You can read the article here, but the condensed version is that a Power Mac G4 system bus was overclocked from 100 to 120 MHz via the use of a DIP switch installed on the logic board. Both Mac OS and Linux refused to report any change to the bus or processor speed. However, the change was able to be observed by the use of comparative benchmarks, which demonstrated that the Power Mac was running faster.

If you've undertaken a hardware hack as you've described on your DLSD, and it still boots, well...you've done something to it. The modification should be able to be seen by comparative benchmarks; although in your case without a DIP switch to readily change the settings back and forth, you'll either have to undo your hack to test it or rely on benchmarks reported by others. But one way or another, the effect should be observable, if not reportable.

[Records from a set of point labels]
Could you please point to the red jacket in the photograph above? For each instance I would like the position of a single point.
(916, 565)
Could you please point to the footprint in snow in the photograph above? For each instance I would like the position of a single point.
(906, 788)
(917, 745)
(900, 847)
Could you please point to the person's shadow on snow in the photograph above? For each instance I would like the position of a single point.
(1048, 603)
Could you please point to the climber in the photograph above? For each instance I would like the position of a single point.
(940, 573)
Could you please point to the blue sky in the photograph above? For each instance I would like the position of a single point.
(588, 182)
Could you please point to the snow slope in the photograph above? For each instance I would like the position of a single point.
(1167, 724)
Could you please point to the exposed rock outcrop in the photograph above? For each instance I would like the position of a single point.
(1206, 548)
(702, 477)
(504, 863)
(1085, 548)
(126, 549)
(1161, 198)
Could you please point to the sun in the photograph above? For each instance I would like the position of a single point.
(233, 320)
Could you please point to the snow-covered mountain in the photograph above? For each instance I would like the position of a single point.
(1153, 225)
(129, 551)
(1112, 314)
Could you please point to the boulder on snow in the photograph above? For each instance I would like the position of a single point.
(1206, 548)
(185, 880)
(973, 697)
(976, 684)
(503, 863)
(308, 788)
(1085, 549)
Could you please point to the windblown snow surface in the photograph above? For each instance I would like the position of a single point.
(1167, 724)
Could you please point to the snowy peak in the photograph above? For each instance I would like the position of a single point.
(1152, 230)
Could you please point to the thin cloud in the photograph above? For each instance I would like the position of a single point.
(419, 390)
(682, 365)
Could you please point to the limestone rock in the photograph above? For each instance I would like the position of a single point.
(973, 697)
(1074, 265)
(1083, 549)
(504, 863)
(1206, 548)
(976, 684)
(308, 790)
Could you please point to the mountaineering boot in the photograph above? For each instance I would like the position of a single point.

REQUIREMENTS:
1 - Extract the part of the Power Mac overclocking passage from "You can read" up to and including "was running faster.".
2 - Lay out the lines of the records from the line with "Could you please point to the person's" up to and including the line with "(1161, 198)" as a JSON list of strings, one string per line, leaving out blank lines.

EXERCISE RESULTS:
1 -
You can read the article here, but the condensed version is that a Power Mac G4 system bus was overclocked from 100 to 120 MHz via the use of a DIP switch installed on the logic board. Both Mac OS and Linux refused to report any change to the bus or processor speed. However, the change was able to be observed by the use of comparative benchmarks, which demonstrated that the Power Mac was running faster.

2 -
[
  "Could you please point to the person's shadow on snow in the photograph above? For each instance I would like the position of a single point.",
  "(1048, 603)",
  "Could you please point to the climber in the photograph above? For each instance I would like the position of a single point.",
  "(940, 573)",
  "Could you please point to the blue sky in the photograph above? For each instance I would like the position of a single point.",
  "(588, 182)",
  "Could you please point to the snow slope in the photograph above? For each instance I would like the position of a single point.",
  "(1167, 724)",
  "Could you please point to the exposed rock outcrop in the photograph above? For each instance I would like the position of a single point.",
  "(1206, 548)",
  "(702, 477)",
  "(504, 863)",
  "(1085, 548)",
  "(126, 549)",
  "(1161, 198)"
]